- [SUPPLIED PASSAGE]

The most commonly used process for post-combustion CO2 capture is made possible by liquid chemicals called amines. A CO2-rich gas stream, such as a power plant’s flue gas, is bubbled through an amine solution. The amines bind to the CO2 as it passes through the solution but allow the other gases to pass through unimpeded.

The CO2-saturated amine solution is then removed and heated to release the captured CO2, which is then ready for transport and carbon storage. The amines themselves can be recycled and re-used.

Image courtesy of the Cooperative Research Centre for Greenhouse Gas Technologies,

The main challenge facing post-combustion technology development is improving its cost and efficiency.

One of its key advantages is that it is well suited to retrofitting (“bolted on”) to existing plants and so is a suitable technology to apply to the thousands of coal-fired power plants across the world, as well as other industrial sources.

The capture of CO2 by this method is being applied or explored for different processes, including:

  • Absorption (chemical/physical solvent scrubbing)

- [EXERCISE AIM] Reproduce the passage on post-combustion CO2 capture word for word, from its first line through the final bullet point.

- [RECORD SET]

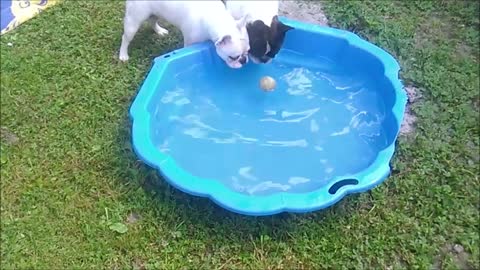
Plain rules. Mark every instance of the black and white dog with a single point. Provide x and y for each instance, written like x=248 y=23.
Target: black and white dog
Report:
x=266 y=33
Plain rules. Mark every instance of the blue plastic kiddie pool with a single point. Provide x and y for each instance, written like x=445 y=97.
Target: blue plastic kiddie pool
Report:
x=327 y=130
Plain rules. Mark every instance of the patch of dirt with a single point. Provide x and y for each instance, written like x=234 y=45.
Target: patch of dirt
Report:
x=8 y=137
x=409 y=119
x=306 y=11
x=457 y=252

==

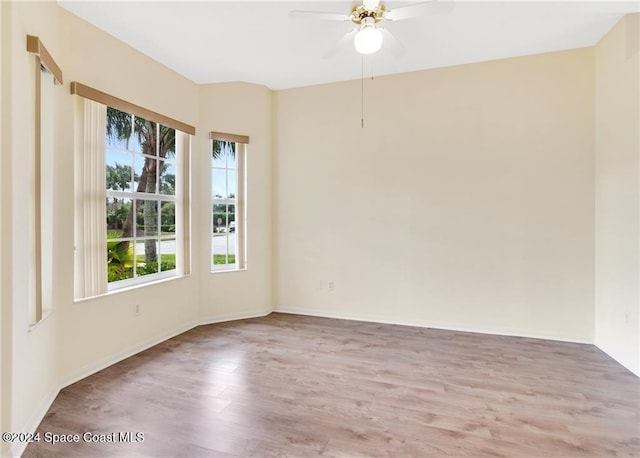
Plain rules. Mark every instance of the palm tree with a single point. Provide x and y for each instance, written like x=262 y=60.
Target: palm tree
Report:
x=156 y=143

- [YOUR RESPONSE]
The most commonly used process for post-combustion CO2 capture is made possible by liquid chemicals called amines. A CO2-rich gas stream, such as a power plant’s flue gas, is bubbled through an amine solution. The amines bind to the CO2 as it passes through the solution but allow the other gases to pass through unimpeded.

The CO2-saturated amine solution is then removed and heated to release the captured CO2, which is then ready for transport and carbon storage. The amines themselves can be recycled and re-used.

Image courtesy of the Cooperative Research Centre for Greenhouse Gas Technologies,

The main challenge facing post-combustion technology development is improving its cost and efficiency.

One of its key advantages is that it is well suited to retrofitting (“bolted on”) to existing plants and so is a suitable technology to apply to the thousands of coal-fired power plants across the world, as well as other industrial sources.

The capture of CO2 by this method is being applied or explored for different processes, including:

  • Absorption (chemical/physical solvent scrubbing)